• Task brief: For each line below, write it out exactly as it appears.

★ ★ ★ ★ ★ ★ ★

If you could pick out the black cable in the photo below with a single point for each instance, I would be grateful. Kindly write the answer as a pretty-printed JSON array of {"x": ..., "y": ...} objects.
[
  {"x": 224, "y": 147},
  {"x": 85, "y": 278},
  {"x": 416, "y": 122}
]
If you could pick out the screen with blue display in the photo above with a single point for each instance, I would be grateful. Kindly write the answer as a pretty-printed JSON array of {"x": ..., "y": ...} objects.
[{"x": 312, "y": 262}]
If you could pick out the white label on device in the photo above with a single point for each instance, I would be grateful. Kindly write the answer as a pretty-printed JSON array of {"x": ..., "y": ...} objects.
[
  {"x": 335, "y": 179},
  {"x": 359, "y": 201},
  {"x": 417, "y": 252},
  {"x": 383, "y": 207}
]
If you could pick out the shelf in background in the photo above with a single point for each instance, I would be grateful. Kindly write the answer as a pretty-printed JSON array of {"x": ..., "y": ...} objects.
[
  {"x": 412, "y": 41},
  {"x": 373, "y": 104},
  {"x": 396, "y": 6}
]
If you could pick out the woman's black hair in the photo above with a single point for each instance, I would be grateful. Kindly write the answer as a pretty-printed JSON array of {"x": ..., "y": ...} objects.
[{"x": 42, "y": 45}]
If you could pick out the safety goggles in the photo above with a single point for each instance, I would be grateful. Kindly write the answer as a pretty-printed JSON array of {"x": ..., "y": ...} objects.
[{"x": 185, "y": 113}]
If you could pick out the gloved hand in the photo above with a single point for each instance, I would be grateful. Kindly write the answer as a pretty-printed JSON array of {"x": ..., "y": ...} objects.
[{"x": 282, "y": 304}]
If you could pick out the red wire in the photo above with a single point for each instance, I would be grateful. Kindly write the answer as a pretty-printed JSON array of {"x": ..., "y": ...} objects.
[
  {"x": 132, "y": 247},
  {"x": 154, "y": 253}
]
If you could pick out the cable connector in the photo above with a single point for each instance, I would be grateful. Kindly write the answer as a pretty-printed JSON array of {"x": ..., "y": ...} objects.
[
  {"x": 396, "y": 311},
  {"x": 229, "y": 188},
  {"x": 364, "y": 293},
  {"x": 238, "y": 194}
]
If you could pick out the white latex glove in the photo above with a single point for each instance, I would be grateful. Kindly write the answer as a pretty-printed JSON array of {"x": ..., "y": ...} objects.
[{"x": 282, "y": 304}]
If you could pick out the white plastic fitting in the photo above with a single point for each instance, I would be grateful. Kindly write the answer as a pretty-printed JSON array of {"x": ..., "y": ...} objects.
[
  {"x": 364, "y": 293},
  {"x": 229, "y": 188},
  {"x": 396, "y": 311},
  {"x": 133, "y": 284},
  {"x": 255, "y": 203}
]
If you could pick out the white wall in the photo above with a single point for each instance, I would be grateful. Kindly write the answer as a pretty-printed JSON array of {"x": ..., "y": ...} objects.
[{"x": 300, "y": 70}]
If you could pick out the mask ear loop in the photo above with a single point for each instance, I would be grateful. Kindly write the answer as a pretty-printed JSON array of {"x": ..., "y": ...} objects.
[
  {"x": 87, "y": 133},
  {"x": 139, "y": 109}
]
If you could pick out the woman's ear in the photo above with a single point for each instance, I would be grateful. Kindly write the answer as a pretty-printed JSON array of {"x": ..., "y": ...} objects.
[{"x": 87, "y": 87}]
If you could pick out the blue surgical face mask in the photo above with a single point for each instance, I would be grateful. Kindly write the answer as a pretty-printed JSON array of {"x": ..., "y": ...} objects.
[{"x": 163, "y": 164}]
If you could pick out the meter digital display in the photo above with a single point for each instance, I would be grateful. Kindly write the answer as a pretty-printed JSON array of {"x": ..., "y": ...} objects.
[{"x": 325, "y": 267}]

★ ★ ★ ★ ★ ★ ★

• Task result:
If you could pick out the black cable in the photo below with a single point for each instance, I would be grateful. Kindly write the answer as a pretty-printed JSON array of {"x": ..., "y": ...} objects.
[
  {"x": 224, "y": 147},
  {"x": 85, "y": 278},
  {"x": 416, "y": 122}
]
If you could pick out the screen with blue display in the photo above with a single point for each instance, I would be grateful. Kindly write the answer as a pretty-printed JSON array of {"x": ..., "y": ...} objects.
[{"x": 312, "y": 262}]
If you could pick out the white label on device in the photo above with a single point for each instance, I would be grateful. Kindly write the answer as a pretty-printed JSON array of {"x": ..., "y": ...} objects.
[
  {"x": 335, "y": 179},
  {"x": 359, "y": 201},
  {"x": 417, "y": 252},
  {"x": 383, "y": 207}
]
If you could pick out the shelf in background in the photo above with a single point for each instance, I would be grateful. Kindly write the answer as a pretty-printed JSON array of {"x": ..., "y": ...} objects.
[
  {"x": 412, "y": 41},
  {"x": 373, "y": 104},
  {"x": 396, "y": 6}
]
If you could pick out the woman's black hair in the photo above with a single point for each instance, I would be grateful. Kindly write the answer as a pretty-printed JSON array of {"x": ..., "y": ...} objects.
[{"x": 42, "y": 45}]
If you could pick out the safety goggles in the photo above with a single point for each instance, I would be grateful. Kindly write the answer as a pretty-printed JSON array of {"x": ..., "y": ...} objects.
[{"x": 185, "y": 113}]
If you could pick out the gloved hand in the photo above with a single point for each instance, I would be grateful. Kindly write the answer as a pretty-printed JSON array of {"x": ..., "y": ...} objects.
[{"x": 282, "y": 304}]
If you could pick out the red wire in the photo above with a single point for each instance, I would be grateful. Kindly write the answer as a pretty-printed JSON array of {"x": ..., "y": ...} objects.
[
  {"x": 132, "y": 247},
  {"x": 154, "y": 253}
]
If you could pick out the cable connector in the photo above with a single point for each instance, I would be grateful. Kindly write the answer as a pretty-printed JSON array of {"x": ..., "y": ...} objects.
[
  {"x": 396, "y": 311},
  {"x": 229, "y": 188},
  {"x": 364, "y": 293},
  {"x": 238, "y": 194}
]
If you could pick out the white latex glove in the photo above with a single point for each instance, I would be grateful. Kindly write the answer as a pretty-printed JSON array of {"x": ..., "y": ...} objects.
[{"x": 282, "y": 304}]
If you could pick out the white plastic fitting in the photo above with a single point for each instance, I would be grateful. Kindly write the answer as a pretty-printed JSON array of {"x": ..., "y": ...} objects.
[
  {"x": 364, "y": 293},
  {"x": 229, "y": 188},
  {"x": 396, "y": 311},
  {"x": 133, "y": 284},
  {"x": 255, "y": 203}
]
If you could pick out the white wall in the photo above with a single point for each instance, I would be grateful. Kindly write the answer as a pretty-printed JSON array of {"x": ..., "y": ...} objects.
[{"x": 300, "y": 70}]
If you could pick out the mask ear loop in the photo above with a single point for each instance, I would be grateful. Kindly write the answer as a pretty-printed JSON array of {"x": ..., "y": ...} objects.
[
  {"x": 87, "y": 133},
  {"x": 139, "y": 109}
]
If you could pick out the woman's ear in the photo above with a single point for each instance, I would be grateful. Kindly write the answer as a pretty-printed JSON array of {"x": ..., "y": ...} objects.
[{"x": 87, "y": 87}]
If you could pick out the blue surgical face mask in the photo above with a single point for each instance, I would be grateful. Kindly write the answer as a pretty-printed JSON array of {"x": ..., "y": ...} objects.
[{"x": 163, "y": 164}]
If you could pick out the meter digital display in the photo above with a single point for each instance, I would be grateful. Kindly write the answer as a pretty-printed JSON array of {"x": ..., "y": ...} objects.
[{"x": 325, "y": 267}]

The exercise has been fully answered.